» Source:
Coquitlam’s Street signs with Flames/Heat, Rheault departs to join Panthers

It was nearly a decade ago that Troy Ward successfully recruited Ben Street to the University of Wisconsin.

Coming off a 27-goal season with the Wilkes-Barre/Scranton Penguins

Coming off a 27-goal season with the Wilkes-Barre/Scranton Penguins

It was nearly a decade ago that Troy Ward successfully recruited Ben Street to the University of Wisconsin.

Next season, he may finally get to coach him.

Street, a 25-year-old Coquitlam native, signed a two-year, two-way contract with the Abbotsford Heat’s NHL parent club, the Calgary Flames, last week. Should he end up playing close to home with the Heat, he’d see a familiar face behind the bench.

“I recruited Ben to the University of Wisconsin from the BCHL [where he starred with the Salmon Arm Silverbacks], and about the time he got there, I left to pursue another opportunity,” Heat head coach Ward said. “We’ve been in contact over the years, and I’ve worked with him in the summers, training with him.”

For Street, it will be nice to have the opportunity to play closer to home, and for Ward.

Lines of data
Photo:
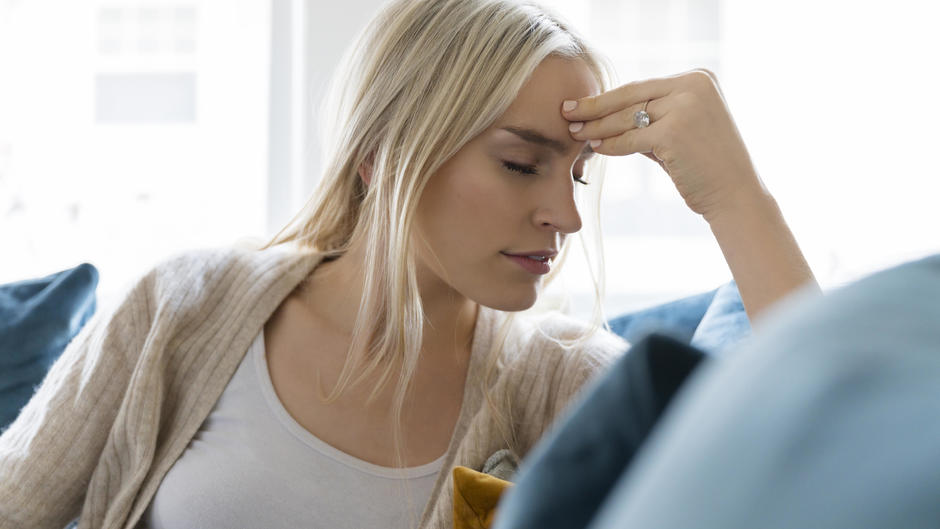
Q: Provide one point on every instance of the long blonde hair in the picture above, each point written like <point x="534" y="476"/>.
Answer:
<point x="423" y="79"/>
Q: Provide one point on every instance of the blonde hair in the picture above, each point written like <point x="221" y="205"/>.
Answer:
<point x="423" y="79"/>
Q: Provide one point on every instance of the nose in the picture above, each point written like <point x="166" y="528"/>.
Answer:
<point x="556" y="208"/>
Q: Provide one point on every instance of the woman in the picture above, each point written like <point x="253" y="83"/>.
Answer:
<point x="333" y="378"/>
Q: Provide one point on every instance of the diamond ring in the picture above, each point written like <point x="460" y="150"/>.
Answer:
<point x="642" y="119"/>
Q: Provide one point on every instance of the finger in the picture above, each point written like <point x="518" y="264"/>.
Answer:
<point x="593" y="107"/>
<point x="653" y="157"/>
<point x="615" y="123"/>
<point x="630" y="142"/>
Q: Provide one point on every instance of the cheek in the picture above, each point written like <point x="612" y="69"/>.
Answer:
<point x="468" y="210"/>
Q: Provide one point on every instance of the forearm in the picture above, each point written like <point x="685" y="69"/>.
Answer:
<point x="760" y="249"/>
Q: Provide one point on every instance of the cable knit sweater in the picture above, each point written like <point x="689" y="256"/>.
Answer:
<point x="126" y="397"/>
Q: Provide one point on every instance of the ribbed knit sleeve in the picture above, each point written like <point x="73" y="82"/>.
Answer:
<point x="48" y="454"/>
<point x="543" y="374"/>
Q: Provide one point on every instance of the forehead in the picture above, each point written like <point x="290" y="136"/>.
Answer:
<point x="538" y="103"/>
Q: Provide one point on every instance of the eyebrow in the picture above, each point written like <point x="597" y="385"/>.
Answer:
<point x="536" y="137"/>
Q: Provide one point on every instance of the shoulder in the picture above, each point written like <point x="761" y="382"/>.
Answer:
<point x="186" y="277"/>
<point x="566" y="346"/>
<point x="552" y="356"/>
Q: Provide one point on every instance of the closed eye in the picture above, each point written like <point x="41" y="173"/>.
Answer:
<point x="524" y="169"/>
<point x="533" y="170"/>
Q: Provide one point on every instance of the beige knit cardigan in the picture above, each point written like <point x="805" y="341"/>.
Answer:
<point x="131" y="390"/>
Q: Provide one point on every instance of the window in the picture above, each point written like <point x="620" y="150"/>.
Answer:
<point x="129" y="131"/>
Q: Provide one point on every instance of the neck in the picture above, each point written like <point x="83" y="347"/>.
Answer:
<point x="335" y="288"/>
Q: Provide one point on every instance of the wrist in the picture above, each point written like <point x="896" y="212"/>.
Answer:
<point x="745" y="204"/>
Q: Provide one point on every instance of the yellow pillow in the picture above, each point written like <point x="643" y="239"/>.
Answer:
<point x="475" y="497"/>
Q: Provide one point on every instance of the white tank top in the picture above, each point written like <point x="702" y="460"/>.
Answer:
<point x="252" y="465"/>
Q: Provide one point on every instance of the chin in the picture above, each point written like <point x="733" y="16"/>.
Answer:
<point x="510" y="299"/>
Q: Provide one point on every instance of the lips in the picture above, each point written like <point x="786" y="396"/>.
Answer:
<point x="533" y="262"/>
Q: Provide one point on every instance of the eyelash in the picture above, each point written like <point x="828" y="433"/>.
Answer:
<point x="530" y="170"/>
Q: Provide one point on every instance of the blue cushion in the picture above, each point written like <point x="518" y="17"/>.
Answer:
<point x="38" y="318"/>
<point x="712" y="321"/>
<point x="567" y="475"/>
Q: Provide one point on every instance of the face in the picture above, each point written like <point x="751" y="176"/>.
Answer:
<point x="493" y="216"/>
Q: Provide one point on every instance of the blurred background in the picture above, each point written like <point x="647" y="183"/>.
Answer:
<point x="131" y="130"/>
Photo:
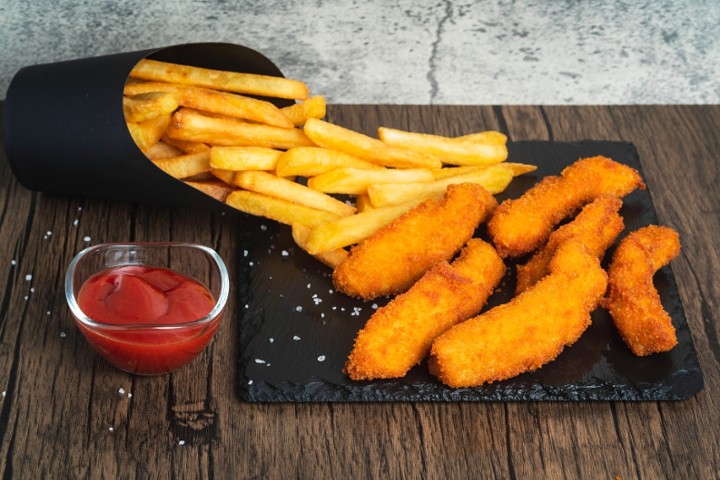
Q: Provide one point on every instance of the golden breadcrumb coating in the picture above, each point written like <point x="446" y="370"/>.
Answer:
<point x="527" y="332"/>
<point x="521" y="225"/>
<point x="397" y="255"/>
<point x="398" y="336"/>
<point x="632" y="300"/>
<point x="597" y="226"/>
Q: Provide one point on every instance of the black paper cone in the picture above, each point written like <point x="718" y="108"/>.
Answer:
<point x="65" y="131"/>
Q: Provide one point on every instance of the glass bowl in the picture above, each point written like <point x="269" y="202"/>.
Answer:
<point x="147" y="325"/>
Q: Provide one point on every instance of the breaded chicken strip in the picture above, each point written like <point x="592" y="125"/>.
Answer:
<point x="596" y="226"/>
<point x="633" y="300"/>
<point x="397" y="255"/>
<point x="399" y="335"/>
<point x="527" y="332"/>
<point x="521" y="225"/>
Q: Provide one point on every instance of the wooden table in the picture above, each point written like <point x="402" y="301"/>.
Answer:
<point x="65" y="413"/>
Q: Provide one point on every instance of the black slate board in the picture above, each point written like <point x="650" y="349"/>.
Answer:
<point x="296" y="332"/>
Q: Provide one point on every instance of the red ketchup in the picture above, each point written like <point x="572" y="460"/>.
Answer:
<point x="141" y="311"/>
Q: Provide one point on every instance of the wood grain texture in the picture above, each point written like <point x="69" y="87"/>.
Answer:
<point x="65" y="413"/>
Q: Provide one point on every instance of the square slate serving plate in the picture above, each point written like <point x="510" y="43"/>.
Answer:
<point x="296" y="331"/>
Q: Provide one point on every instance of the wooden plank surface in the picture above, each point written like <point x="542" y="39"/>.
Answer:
<point x="64" y="413"/>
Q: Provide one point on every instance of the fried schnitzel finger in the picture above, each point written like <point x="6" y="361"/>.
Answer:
<point x="596" y="226"/>
<point x="398" y="254"/>
<point x="521" y="225"/>
<point x="527" y="332"/>
<point x="632" y="300"/>
<point x="399" y="335"/>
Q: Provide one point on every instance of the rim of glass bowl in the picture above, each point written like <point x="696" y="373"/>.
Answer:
<point x="80" y="315"/>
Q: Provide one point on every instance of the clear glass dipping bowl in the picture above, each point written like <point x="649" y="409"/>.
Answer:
<point x="150" y="348"/>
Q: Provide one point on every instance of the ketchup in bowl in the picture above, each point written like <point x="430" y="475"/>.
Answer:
<point x="144" y="318"/>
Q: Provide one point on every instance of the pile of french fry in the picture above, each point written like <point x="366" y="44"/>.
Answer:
<point x="288" y="164"/>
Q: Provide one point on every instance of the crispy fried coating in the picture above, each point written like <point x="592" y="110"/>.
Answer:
<point x="398" y="336"/>
<point x="527" y="332"/>
<point x="522" y="225"/>
<point x="632" y="300"/>
<point x="597" y="226"/>
<point x="397" y="255"/>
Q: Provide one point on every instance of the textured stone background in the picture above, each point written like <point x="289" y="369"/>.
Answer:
<point x="410" y="51"/>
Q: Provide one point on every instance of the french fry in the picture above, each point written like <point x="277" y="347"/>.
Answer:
<point x="214" y="188"/>
<point x="222" y="103"/>
<point x="517" y="168"/>
<point x="356" y="181"/>
<point x="148" y="133"/>
<point x="148" y="105"/>
<point x="191" y="125"/>
<point x="277" y="187"/>
<point x="345" y="231"/>
<point x="227" y="176"/>
<point x="335" y="137"/>
<point x="311" y="161"/>
<point x="313" y="107"/>
<point x="331" y="258"/>
<point x="489" y="136"/>
<point x="244" y="158"/>
<point x="363" y="203"/>
<point x="450" y="150"/>
<point x="162" y="150"/>
<point x="494" y="179"/>
<point x="279" y="210"/>
<point x="247" y="83"/>
<point x="186" y="146"/>
<point x="185" y="166"/>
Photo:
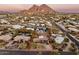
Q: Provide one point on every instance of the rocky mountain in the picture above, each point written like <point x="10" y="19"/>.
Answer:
<point x="39" y="9"/>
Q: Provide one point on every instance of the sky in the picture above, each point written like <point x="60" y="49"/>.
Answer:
<point x="67" y="8"/>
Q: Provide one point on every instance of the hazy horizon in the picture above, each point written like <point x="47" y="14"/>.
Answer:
<point x="67" y="8"/>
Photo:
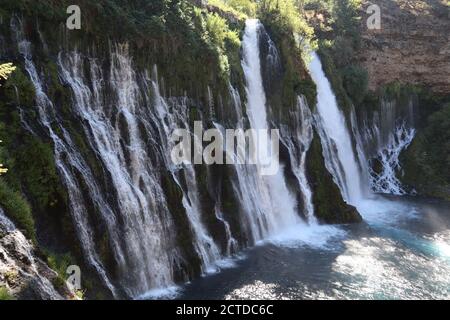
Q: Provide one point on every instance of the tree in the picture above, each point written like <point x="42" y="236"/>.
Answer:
<point x="5" y="70"/>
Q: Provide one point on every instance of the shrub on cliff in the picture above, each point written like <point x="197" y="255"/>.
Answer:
<point x="18" y="209"/>
<point x="356" y="80"/>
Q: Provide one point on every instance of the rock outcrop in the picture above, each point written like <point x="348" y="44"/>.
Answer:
<point x="22" y="273"/>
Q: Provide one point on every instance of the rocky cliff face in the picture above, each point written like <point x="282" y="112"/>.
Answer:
<point x="22" y="273"/>
<point x="412" y="46"/>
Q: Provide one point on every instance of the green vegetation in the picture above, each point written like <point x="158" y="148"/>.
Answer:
<point x="5" y="70"/>
<point x="355" y="81"/>
<point x="59" y="263"/>
<point x="426" y="161"/>
<point x="18" y="209"/>
<point x="339" y="40"/>
<point x="328" y="204"/>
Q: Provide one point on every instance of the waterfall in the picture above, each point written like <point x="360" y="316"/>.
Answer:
<point x="380" y="141"/>
<point x="67" y="157"/>
<point x="385" y="180"/>
<point x="338" y="152"/>
<point x="279" y="206"/>
<point x="169" y="121"/>
<point x="298" y="144"/>
<point x="113" y="131"/>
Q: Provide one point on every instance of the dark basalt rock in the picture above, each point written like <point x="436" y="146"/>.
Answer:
<point x="329" y="206"/>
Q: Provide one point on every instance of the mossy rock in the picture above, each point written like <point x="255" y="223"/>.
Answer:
<point x="329" y="206"/>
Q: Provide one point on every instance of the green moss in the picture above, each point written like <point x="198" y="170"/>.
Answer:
<point x="59" y="263"/>
<point x="327" y="199"/>
<point x="5" y="295"/>
<point x="426" y="161"/>
<point x="18" y="209"/>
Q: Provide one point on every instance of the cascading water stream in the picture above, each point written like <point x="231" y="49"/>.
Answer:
<point x="298" y="144"/>
<point x="336" y="140"/>
<point x="66" y="156"/>
<point x="279" y="209"/>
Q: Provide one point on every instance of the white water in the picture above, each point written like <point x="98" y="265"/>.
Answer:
<point x="280" y="206"/>
<point x="385" y="181"/>
<point x="298" y="144"/>
<point x="65" y="156"/>
<point x="336" y="140"/>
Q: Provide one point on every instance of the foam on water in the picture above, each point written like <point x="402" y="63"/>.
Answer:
<point x="315" y="236"/>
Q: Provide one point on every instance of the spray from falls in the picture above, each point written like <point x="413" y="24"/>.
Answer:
<point x="279" y="205"/>
<point x="338" y="152"/>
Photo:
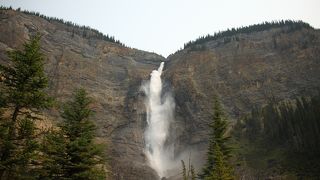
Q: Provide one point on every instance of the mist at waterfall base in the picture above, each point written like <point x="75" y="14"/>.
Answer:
<point x="160" y="113"/>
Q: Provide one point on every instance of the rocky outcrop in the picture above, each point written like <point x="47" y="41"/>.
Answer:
<point x="244" y="71"/>
<point x="247" y="70"/>
<point x="111" y="73"/>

» Stated task 1:
Answer these questions from the article on Ben Street's signing.
(a) Which NHL club signed Street to a two-year, two-way contract?
(b) How old is Street, and where is he from?
(c) With which team did Street star in the BCHL?
» Stated task 2: Output the lines of the records as a Markdown table with the columns "No." and "Line". Begin with the line containing "Q: Provide one point on every instance of the mossy", continue through the last line of the records, omit blank lines, and leave the pictures out.

» Correct answer 1:
(a) The Calgary Flames.
(b) He is 25 years old and a native of Coquitlam.
(c) The Salmon Arm Silverbacks.

» Correct answer 2:
| No. | Line |
|---|---|
| 1 | Q: Provide one point on every instance of the mossy rock in the picture above, each point written like <point x="255" y="223"/>. |
| 2 | Answer: |
| 3 | <point x="329" y="206"/> |
| 4 | Q: Provide one point on every instance of the green moss in the picture above, each point written like <point x="198" y="170"/>. |
| 5 | Answer: |
| 6 | <point x="59" y="263"/> |
| 7 | <point x="327" y="199"/> |
| 8 | <point x="5" y="295"/> |
| 9 | <point x="426" y="161"/> |
| 10 | <point x="18" y="209"/> |
| 11 | Q: Provide one point on every instance of the cascading water stream in the picture above, each point written like <point x="231" y="49"/>. |
| 12 | Answer: |
| 13 | <point x="298" y="144"/> |
| 14 | <point x="336" y="140"/> |
| 15 | <point x="66" y="156"/> |
| 16 | <point x="279" y="209"/> |
| 17 | Q: Provide one point on every instance of the white water in the picture above, each point written like <point x="98" y="265"/>. |
| 18 | Answer: |
| 19 | <point x="280" y="206"/> |
| 20 | <point x="385" y="181"/> |
| 21 | <point x="298" y="144"/> |
| 22 | <point x="65" y="156"/> |
| 23 | <point x="336" y="140"/> |
| 24 | Q: Provide one point on every instance of the foam on water in the picture above, each point written like <point x="402" y="63"/>. |
| 25 | Answer: |
| 26 | <point x="315" y="236"/> |
| 27 | Q: Provide one point on every instance of the spray from falls in the picture above, each point written like <point x="413" y="24"/>. |
| 28 | Answer: |
| 29 | <point x="279" y="205"/> |
| 30 | <point x="338" y="152"/> |
| 31 | Photo: |
| 32 | Q: Provide one point on every instance of the mist at waterfall base in the picture above, each point written like <point x="75" y="14"/>. |
| 33 | Answer: |
| 34 | <point x="160" y="113"/> |
| 35 | Q: Provide one point on every instance of the rocky outcrop in the picture above, each point written like <point x="47" y="41"/>. |
| 36 | Answer: |
| 37 | <point x="244" y="71"/> |
| 38 | <point x="247" y="70"/> |
| 39 | <point x="111" y="73"/> |